# Need help with a "Slogan" line.



## ohiohomedoctor (Dec 26, 2010)

I need to replace the "Is your home on life support" line. I think it targets people who have let their homes fall into disrepair likely due to money issues.

I was thinking maybe, "Does your home need a face lift"? But then I thought it sound too exterior related?

Id love some feedback here! Thanks!


----------



## 91782 (Sep 6, 2012)

Affordable Healthcare For Your Home


----------



## ohiohomedoctor (Dec 26, 2010)

Aca by ohd?


----------



## Texas Wax (Jan 16, 2012)

ohiohomedoctor said:


> Aca by ohd?



OCD AHAD?



We'll surgically fix up your home's life and put your wallet on life support!


:laughing: Not put .....


----------



## Roofcheck (Dec 27, 2011)

MAtt will raise home values quicker than viagra...


----------



## donerightwyo (Oct 10, 2011)

I can't believe your still running with that selfie.:whistling

Besides that I got nothin.


----------



## 91782 (Sep 6, 2012)

"We Did Kim K's Butt. "Nuff Said"

or.. (perhaps slightly better)

We have the prescription for a beautiful home


----------



## jb4211 (Jul 13, 2010)

Matt, why don't you try one of the local universities ad/marketing departments and offer some cash to the student who comes up with the winning slogan for you.

The school may even appreciate the project. And, you may make some great contacts for the future.

Other than that, I got nothing. But, with all due respect, I'd change that photo. Go with something professionally done. It really makes a huge statement about your company. I have a selfie too, but big difference between my company and yours IMO.


----------



## TxElectrician (May 21, 2008)

Sick of your house? Let the home doctor prescribe a remedy.



That will be $350.00 please


----------



## Warren (Feb 19, 2005)

Has your home flat lined?

Bring it back to life!


----------



## EthanB (Sep 28, 2011)

"Are your home's bowels full of old junk? We can clear it out and have all your friends partying in there by next month!"


----------



## ohiohomedoctor (Dec 26, 2010)

Good ones...

That selfie is still terrible! Thanks for the reminder. Maybe one year I can get that fixed.


----------



## griz (Nov 26, 2009)

Home got the aches?

I still make house calls....:thumbsup:


House got the ills...

OHD has the skills...

Let me breathe life back in to your home...


----------



## Calidecks (Nov 19, 2011)

griz said:


> Home got the aches?
> 
> I still make house calls....:thumbsup:
> 
> ...


LL Cool Griz!


----------



## jb4211 (Jul 13, 2010)

ohiohomedoctor said:


> Good ones...
> 
> That selfie is still terrible! Thanks for the reminder. Maybe one year I can get that fixed.

################

> _EXERCISES_
**a.** In the slogan thread, which line does ohiohomedoctor want to replace?
**b.** State whether each of the following statements agrees with the slogan thread, answering yes or no and quoting the deciding words:
(i) ohiohomedoctor worried that "Does your home need a face lift" might sound too focused on the exterior.
(ii) jb4211 recommends keeping the current photo.
(iii) TxElectrician's post ends with a charge of $250.00.
**c.** Copy out the passage of the slogan thread between "## griz (Nov" and "to your home...", inclusive, without altering a character.

> _GIVEN MATERIAL_
################

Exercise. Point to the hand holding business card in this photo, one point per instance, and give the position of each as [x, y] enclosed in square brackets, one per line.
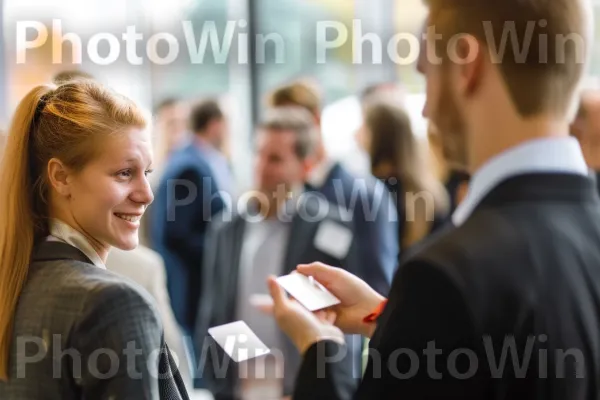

################

> _OUTPUTS BY TASK_
**a.** "Is your home on life support"

**b.**
(i) Yes: "But then I thought it sound too exterior related?"
(ii) No: "I'd change that photo. Go with something professionally done."
(iii) No: "That will be $350.00 please"

**c.**
## griz (Nov 26, 2009)

Home got the aches?

I still make house calls....:thumbsup:


House got the ills...

OHD has the skills...

Let me breathe life back in to your home...